* EXERCISE DATA:
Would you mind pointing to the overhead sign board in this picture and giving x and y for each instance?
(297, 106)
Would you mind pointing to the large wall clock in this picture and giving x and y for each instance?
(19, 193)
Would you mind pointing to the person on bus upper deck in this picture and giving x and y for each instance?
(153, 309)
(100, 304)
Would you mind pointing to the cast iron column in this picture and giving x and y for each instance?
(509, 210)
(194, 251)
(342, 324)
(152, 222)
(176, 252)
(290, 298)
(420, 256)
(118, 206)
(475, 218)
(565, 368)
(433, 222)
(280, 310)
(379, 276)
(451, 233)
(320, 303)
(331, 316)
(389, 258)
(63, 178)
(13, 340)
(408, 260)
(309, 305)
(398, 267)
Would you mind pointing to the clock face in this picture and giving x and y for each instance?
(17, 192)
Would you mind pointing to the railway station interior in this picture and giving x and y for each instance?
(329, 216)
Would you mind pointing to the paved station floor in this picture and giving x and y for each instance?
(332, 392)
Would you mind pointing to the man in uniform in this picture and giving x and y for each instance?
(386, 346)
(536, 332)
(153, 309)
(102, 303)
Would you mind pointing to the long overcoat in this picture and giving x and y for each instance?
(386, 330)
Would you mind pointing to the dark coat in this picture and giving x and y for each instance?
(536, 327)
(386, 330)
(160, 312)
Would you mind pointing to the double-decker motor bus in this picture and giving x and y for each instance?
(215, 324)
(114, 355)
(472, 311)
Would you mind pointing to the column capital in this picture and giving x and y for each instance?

* INSTRUCTIONS TO FOLLOW: Without changing a single character, write out all of the entries.

* ANSWER TO THE EXERCISE:
Would you mind pointing to the overhead sign board in this picture and giving x and y for each instance?
(297, 106)
Would you mind pointing to the large wall clock in this picture and giving x and y for each instance?
(19, 193)
Would you mind pointing to the person on bus upper deck in this picture and giving x and y for each instance?
(153, 309)
(100, 304)
Would you mind pointing to the cast iron column in this picture and giving x and y for each instance?
(509, 210)
(194, 251)
(342, 324)
(152, 222)
(176, 252)
(290, 298)
(420, 256)
(118, 206)
(475, 218)
(565, 368)
(433, 222)
(280, 310)
(379, 276)
(451, 233)
(320, 303)
(331, 316)
(389, 258)
(63, 178)
(13, 340)
(408, 260)
(309, 305)
(398, 267)
Would you mind pointing to the clock face in this picture and giving x and y for each instance?
(17, 192)
Would you mind pointing to the railway station interior in this picture and giving x and y for each instance?
(329, 216)
Would you mind pointing to the paved station floor in this picture and giving x and y for each instance?
(332, 392)
Would you mind pointing to the man in uniform in this picture and giving x and y for each instance?
(386, 346)
(536, 332)
(153, 309)
(102, 303)
Would you mind pointing to the long overcoat in this picture and giving x and y for each instance?
(386, 330)
Would you mind pointing to the dark coat in this picture and giving x and y for each instance?
(536, 327)
(386, 330)
(160, 312)
Would you mind pointing to the double-decker motor bus in this picture and giving x and y for each instance?
(215, 324)
(114, 355)
(472, 311)
Would you mind pointing to the column capital in this picture and giving x and y for each instance?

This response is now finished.